INPUT:
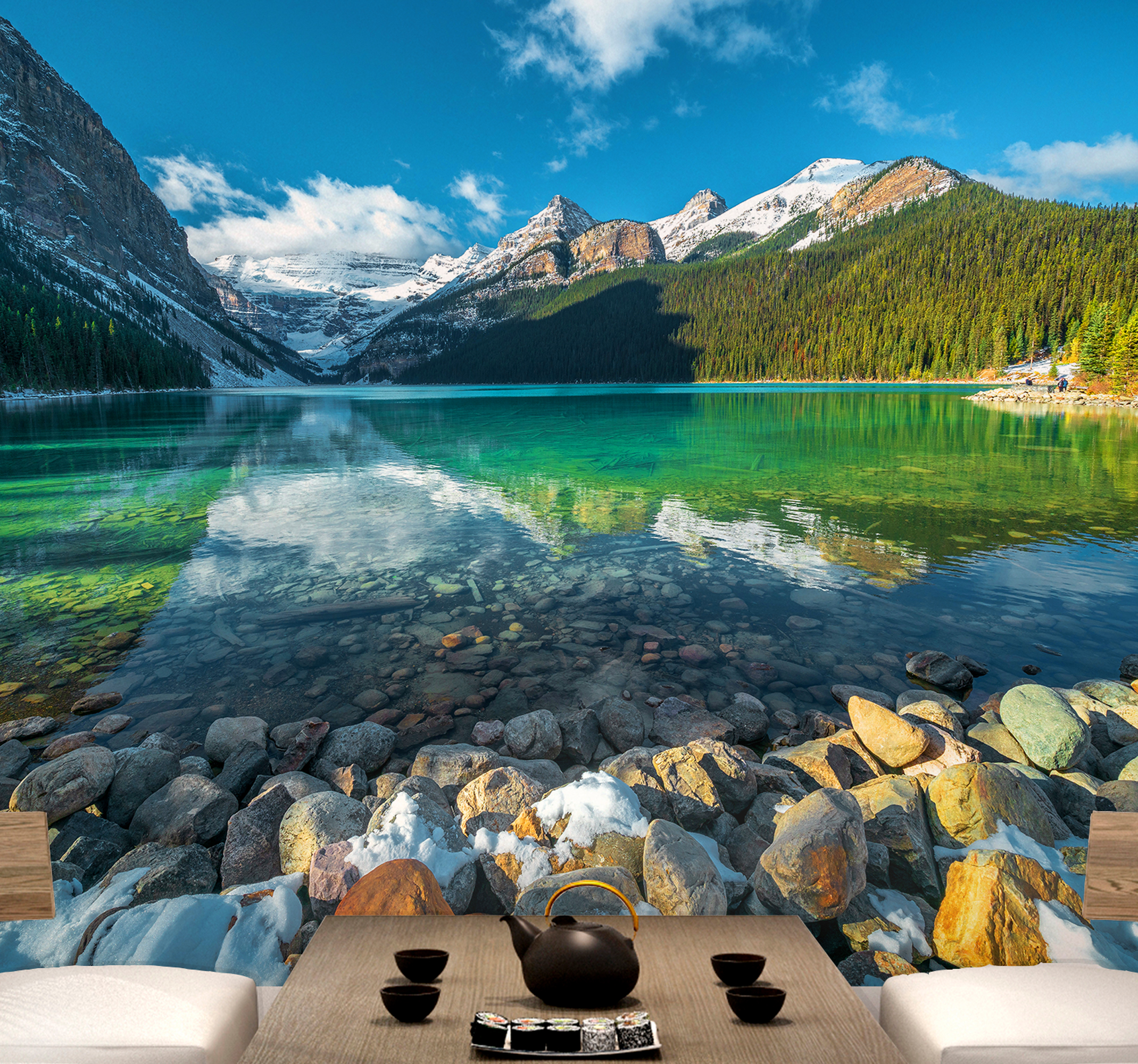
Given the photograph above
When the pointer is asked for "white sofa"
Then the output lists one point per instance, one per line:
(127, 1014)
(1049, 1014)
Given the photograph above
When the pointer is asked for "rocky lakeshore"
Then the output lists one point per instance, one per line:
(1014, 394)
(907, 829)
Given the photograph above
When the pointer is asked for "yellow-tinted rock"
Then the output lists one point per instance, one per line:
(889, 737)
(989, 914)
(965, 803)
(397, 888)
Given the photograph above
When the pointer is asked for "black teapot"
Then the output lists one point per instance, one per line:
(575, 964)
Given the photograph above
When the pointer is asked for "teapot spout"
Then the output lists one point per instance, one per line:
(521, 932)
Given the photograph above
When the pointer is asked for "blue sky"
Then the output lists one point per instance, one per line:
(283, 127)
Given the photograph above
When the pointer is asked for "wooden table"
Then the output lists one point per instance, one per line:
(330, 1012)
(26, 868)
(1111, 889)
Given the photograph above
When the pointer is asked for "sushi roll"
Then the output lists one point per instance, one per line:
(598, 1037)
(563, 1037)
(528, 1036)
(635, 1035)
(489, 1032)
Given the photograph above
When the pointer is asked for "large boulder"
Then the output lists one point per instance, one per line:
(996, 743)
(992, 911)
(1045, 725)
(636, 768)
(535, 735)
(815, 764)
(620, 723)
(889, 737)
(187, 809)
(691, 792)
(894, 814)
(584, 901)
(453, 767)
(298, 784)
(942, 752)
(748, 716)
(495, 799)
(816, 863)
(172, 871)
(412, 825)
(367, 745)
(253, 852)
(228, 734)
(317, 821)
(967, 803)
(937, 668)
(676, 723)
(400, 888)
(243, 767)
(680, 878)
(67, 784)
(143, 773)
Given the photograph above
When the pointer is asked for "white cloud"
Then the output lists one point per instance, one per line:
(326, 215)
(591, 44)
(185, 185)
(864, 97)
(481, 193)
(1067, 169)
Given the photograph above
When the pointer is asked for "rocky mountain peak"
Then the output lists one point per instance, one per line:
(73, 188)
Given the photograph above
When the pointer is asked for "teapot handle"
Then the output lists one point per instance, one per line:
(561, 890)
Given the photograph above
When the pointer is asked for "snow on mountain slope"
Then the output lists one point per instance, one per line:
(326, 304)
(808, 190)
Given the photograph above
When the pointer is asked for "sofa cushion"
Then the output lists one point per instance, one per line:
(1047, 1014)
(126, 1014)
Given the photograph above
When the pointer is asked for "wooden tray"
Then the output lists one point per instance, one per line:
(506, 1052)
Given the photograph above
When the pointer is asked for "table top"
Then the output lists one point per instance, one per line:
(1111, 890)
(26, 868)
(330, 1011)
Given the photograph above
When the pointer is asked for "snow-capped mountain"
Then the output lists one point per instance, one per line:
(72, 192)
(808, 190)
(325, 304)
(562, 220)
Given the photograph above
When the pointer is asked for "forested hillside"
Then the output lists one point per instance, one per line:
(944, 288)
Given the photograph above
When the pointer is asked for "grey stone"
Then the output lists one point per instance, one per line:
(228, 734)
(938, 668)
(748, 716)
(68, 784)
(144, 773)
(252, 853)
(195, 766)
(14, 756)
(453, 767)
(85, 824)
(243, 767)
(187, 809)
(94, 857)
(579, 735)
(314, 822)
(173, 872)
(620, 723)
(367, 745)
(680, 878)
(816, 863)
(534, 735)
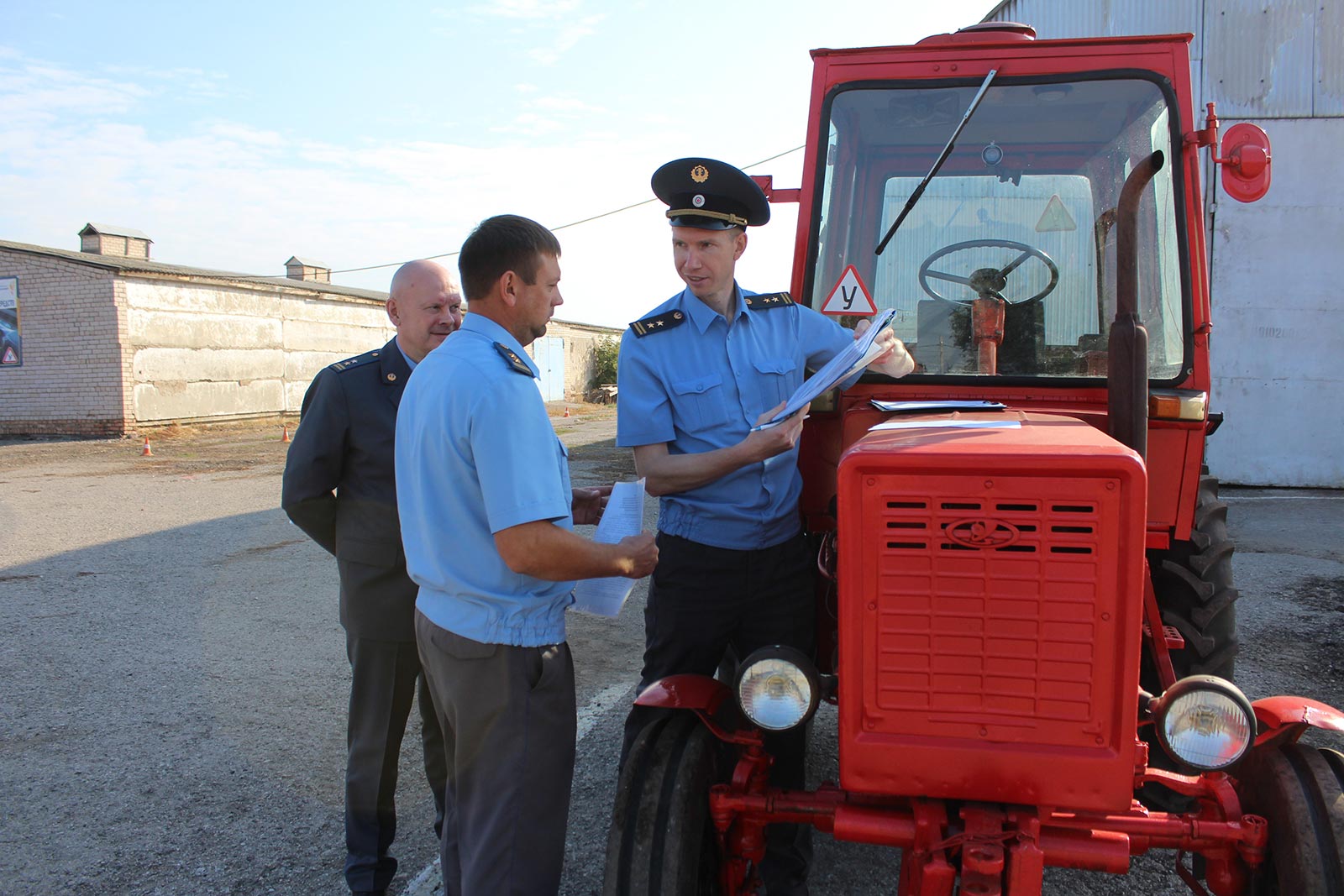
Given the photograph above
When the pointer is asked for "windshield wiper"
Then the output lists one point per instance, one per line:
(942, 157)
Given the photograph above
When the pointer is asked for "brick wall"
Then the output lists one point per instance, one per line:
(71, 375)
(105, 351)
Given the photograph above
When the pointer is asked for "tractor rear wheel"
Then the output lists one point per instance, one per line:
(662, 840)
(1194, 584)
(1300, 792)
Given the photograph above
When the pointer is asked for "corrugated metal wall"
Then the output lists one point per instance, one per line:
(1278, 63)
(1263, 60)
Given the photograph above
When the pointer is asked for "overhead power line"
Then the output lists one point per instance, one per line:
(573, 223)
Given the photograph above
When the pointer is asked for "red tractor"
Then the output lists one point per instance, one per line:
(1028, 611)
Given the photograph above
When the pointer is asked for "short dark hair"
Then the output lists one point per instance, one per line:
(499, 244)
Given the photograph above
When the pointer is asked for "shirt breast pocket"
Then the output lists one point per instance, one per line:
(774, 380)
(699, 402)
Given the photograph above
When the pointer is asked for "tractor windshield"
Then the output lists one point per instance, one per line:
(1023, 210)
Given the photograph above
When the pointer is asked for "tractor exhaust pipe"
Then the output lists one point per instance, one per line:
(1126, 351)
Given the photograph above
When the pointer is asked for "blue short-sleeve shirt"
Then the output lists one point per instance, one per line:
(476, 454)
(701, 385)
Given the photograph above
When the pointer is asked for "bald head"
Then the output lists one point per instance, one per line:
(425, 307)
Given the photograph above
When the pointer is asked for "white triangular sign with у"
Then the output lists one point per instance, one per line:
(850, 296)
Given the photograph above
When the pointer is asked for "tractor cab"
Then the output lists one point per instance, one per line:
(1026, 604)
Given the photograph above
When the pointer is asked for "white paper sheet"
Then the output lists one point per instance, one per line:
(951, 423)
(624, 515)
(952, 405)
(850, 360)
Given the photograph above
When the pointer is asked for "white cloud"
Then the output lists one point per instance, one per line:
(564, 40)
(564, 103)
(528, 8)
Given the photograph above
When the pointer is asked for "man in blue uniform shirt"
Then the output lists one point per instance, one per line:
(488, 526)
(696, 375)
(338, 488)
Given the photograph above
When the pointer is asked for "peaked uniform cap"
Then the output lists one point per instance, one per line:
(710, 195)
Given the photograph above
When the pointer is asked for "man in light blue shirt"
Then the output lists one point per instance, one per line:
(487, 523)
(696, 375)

WORK INSTRUCTION: Without including any picture, output all the material exactly as it appears.

EXERCISE SOLUTION:
Given the photograph above
When the pointer is asked for "white sofa"
Then the output lists one point per instance, one per line:
(127, 1014)
(1049, 1014)
Given the photograph above
When the pointer is asked for "rocky lakeshore"
Then the output lists one point per instance, one per line:
(1014, 394)
(907, 829)
Given the photograph above
When the pointer is asked for "yellow-tinted rock"
Then the output lists one point per instance, one per line:
(889, 737)
(989, 914)
(965, 803)
(397, 888)
Given the photograph above
When the pointer is asked for "black teapot"
Then the output lists one point per instance, one per line:
(575, 964)
Given the photograph above
When the pointer is asked for "teapot spout"
Then the output lists one point per instance, one per line:
(521, 932)
Given the photograph above
When the pointer is asked for "blue sky"
Then the output lists one point per instance, one per line:
(283, 127)
Given the photograph above
When the pointer is asked for "wooden table"
Then the output lists one point per instance, one per line:
(330, 1012)
(26, 868)
(1111, 889)
Given the photograph above
When the pointer is asked for "sushi roll"
Then the output lists one point per instance, one per line:
(598, 1037)
(563, 1037)
(528, 1036)
(635, 1035)
(489, 1032)
Given the photograph above
When the pointer is asked for "large boulder"
Then the output lists one point per instance, one per line:
(996, 743)
(992, 911)
(1045, 725)
(636, 768)
(535, 735)
(815, 764)
(620, 723)
(889, 737)
(187, 809)
(691, 792)
(894, 814)
(584, 901)
(453, 767)
(298, 784)
(942, 752)
(748, 716)
(495, 799)
(816, 863)
(172, 871)
(412, 825)
(367, 745)
(253, 852)
(228, 734)
(317, 821)
(967, 803)
(937, 668)
(676, 723)
(400, 888)
(243, 767)
(680, 878)
(67, 784)
(143, 773)
Given the photograph above
When the pointer is asked for "white cloud"
Then the output lists one point per instance, one per line:
(326, 215)
(591, 44)
(185, 185)
(864, 97)
(481, 193)
(1067, 169)
Given the photograph above
When the pointer is asked for "rocky mountain peak"
Then the output lists one point per instance, one per line:
(73, 188)
Given the photograph above
When the pointer is asked for "teapot handle"
Then the output lists one point per instance, one per line:
(561, 890)
Given the photograph above
When the pointer is asked for "snow on mountain slope"
Then the output lists one point per instance, one per line:
(326, 304)
(808, 190)
Given the photograph above
When the pointer is asked for "sofa cushion"
Then the output lists one point per instance, one per line:
(1047, 1014)
(126, 1014)
Given the photograph above
When the pointer is asked for "wooden tray"
Then the output lists one point per instance, one per line:
(506, 1052)
Given the photograph above
When the pointer is asked for "table top"
Then the output lists one point per instance, one per line:
(1111, 890)
(26, 868)
(330, 1011)
Given the photograph above
When the pointer is asked for "snow-capped mountain"
Then the output lists one point per instance, one per line:
(72, 192)
(808, 190)
(325, 304)
(562, 220)
Given the photograph above
When the pointer is asked for "forested hillside"
Then the output lists one point per instance, one per line:
(944, 288)
Given the photograph above
When the pointer is asked for "grey stone"
Then the output lists one point per instance, one per line:
(228, 734)
(938, 668)
(748, 716)
(68, 784)
(144, 773)
(252, 853)
(195, 766)
(14, 756)
(453, 767)
(85, 824)
(243, 767)
(187, 809)
(94, 857)
(579, 735)
(314, 822)
(173, 872)
(620, 723)
(367, 745)
(680, 878)
(816, 863)
(534, 735)
Given the photograph above
When the pointer is asked for "windshield wiper"
Then the output lists one point per instance, one per line:
(942, 157)
Given the photograph above
When the pointer is asked for "brick wall"
Then the output lists one point per instance, one per line:
(71, 375)
(105, 351)
Given the photograph above
When the pointer is asked for "tractor rear wheel"
Then the output lists one point per instance, one per line:
(662, 840)
(1194, 584)
(1300, 792)
Given the photograph above
When the pointer is asked for "corrugated metal wall"
Then the output lists one point per instance, one per line:
(1278, 63)
(1263, 60)
Given the photograph above
When the pointer is asked for "overhead power line"
Then the output lists one point per instance, one per line:
(573, 223)
Given the photograph above
When the pointer is asked for "red tractor"
Then the output lists one point per instance, one per line:
(1028, 611)
Given the photograph above
When the pointer is asked for "short dark hair"
Then the output lists one point per instance, one per line:
(499, 244)
Given the photograph above
When the pointer is asked for "shirt breast pocket"
Then the output lists one point per instance, one per line:
(774, 380)
(699, 402)
Given the photograph above
When the pointer is asked for "tractor windshield"
Then the output lists one point per instance, one per line:
(1023, 210)
Given the photograph above
When the pointer is asked for "tractor exhaust pipe"
Then the output lists one point per instance, one per line:
(1126, 351)
Given the photograph above
When the pointer is asked for "blue short-sleeve shirt"
Then the output lists one point per instance, one per line:
(476, 454)
(701, 385)
Given the photograph above
When the pointer is asked for "bald head"
Then the output lists one point per instance, one per line:
(425, 307)
Given the photograph above
When the pointer is asked for "white triangular sign with у"
Then the output lists one point per instance, one per line:
(850, 296)
Given the photograph above
When the pointer is asked for "tractor cab"
Then the output lists one point per instance, one per line:
(1026, 604)
Given the photograph above
When the pointer is asked for "white paper sheet"
Then the output lists one point per instance, one per line:
(951, 423)
(624, 515)
(952, 405)
(850, 360)
Given the photograph above
When the pointer is asked for "white cloud"
Then the output lists one point per instance, one per line:
(564, 40)
(564, 103)
(528, 8)
Given the photograph above
When the pointer is asked for "man in blue uniform shirt"
Then the output lists one point per instance, one per line:
(488, 526)
(696, 375)
(338, 488)
Given the photograph above
When the pointer is asked for "peaked uniform cap"
Then the output lists one point per instance, one per line:
(710, 195)
Given the photograph above
When the pointer is asked for "man in light blue shirt"
Then the output lists one point per instance, one per line:
(487, 523)
(696, 375)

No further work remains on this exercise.